* PAGE EXTRACT:
RFK Jr. gets his shot on Jesse Watters Primetime?

On Monday, Robert F. Kennedy, Jr. appeared on FOX News in what was at least his sixth one-on-one interview on the country's number-one cable news channel since he declared his candidacy for the Democrat presidential nomination last April 19.  His platform on this occasion was Jesse Watters's 7 P.M. E.T. program Primetime, which next week will move to 8 P.M. E.T., taking over the coveted time slot vacated when Tucker Carlson was fired by FOX News on April 21.

Watters at 7 P.M. during the past year-plus has covered many important stories and conducted some noteworthy interviews.  Ultimately, his approach is lighter than Carlson's and includes humorous elements that appear to be increasingly in sync with the latest direction of FOX News in prime time, which next week will see Greg Gutfeld's comedy show move from late night (11 P.M. E.T.) to one hour earlier, considered the last hour of prime time.

Right off the bat, Kennedy's sit-down in New York City with Watters (the segment was recorded shortly before the program aired) started on a lighter note.  (Transcript courtesy of FOX News.  Video here.)

JESSE WATTERS, FOX NEWS ANCHOR: Let's turn it over to Robert F. Kennedy Jr. He's a 2024 Democratic presidential candidate.

* WHAT THE TASK ASKS: Rewrite the article on Kennedy's Watters interview, everything from "Watters at 7" down to "of prime time.", but swap "humorous" for "funny".

* GIVEN ENTRIES:

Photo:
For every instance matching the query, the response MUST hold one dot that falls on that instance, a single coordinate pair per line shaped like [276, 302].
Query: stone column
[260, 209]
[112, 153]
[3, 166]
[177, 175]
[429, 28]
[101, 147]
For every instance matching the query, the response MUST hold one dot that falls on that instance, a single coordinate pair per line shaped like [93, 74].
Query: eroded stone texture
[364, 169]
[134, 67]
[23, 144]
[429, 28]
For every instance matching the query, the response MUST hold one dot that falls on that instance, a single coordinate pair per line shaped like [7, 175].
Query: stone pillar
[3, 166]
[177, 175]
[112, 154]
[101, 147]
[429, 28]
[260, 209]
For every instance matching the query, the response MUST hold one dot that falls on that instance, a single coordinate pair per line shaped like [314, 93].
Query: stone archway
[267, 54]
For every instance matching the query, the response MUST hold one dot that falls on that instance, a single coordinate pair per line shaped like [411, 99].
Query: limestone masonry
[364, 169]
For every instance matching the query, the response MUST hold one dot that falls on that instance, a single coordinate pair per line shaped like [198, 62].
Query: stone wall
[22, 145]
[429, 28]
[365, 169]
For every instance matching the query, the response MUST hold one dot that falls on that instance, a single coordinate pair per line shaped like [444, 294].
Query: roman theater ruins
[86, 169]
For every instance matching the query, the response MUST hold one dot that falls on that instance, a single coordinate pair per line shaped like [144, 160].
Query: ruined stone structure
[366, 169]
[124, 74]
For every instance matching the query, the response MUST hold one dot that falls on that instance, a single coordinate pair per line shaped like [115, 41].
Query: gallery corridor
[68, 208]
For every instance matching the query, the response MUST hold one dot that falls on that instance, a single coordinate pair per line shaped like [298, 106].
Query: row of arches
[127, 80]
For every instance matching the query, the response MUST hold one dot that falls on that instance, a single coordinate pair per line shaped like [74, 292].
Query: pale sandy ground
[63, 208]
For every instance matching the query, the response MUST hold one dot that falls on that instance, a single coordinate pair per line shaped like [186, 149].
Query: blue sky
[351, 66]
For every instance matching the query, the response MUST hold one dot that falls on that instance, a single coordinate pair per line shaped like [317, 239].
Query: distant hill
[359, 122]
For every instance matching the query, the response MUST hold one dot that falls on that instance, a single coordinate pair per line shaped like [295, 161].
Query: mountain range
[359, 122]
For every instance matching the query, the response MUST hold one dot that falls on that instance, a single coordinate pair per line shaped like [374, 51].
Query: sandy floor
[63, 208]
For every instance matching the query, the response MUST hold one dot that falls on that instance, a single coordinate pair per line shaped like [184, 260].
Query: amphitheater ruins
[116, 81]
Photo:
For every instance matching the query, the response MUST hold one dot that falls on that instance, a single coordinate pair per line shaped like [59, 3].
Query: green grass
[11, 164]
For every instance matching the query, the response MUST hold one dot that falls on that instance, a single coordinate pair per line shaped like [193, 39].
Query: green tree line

* OUTPUT OF THE EXERCISE:
Watters at 7 P.M. during the past year-plus has covered many important stories and conducted some noteworthy interviews.  Ultimately, his approach is lighter than Carlson's and includes funny elements that appear to be increasingly in sync with the latest direction of FOX News in prime time, which next week will see Greg Gutfeld's comedy show move from late night (11 P.M. E.T.) to one hour earlier, considered the last hour of prime time.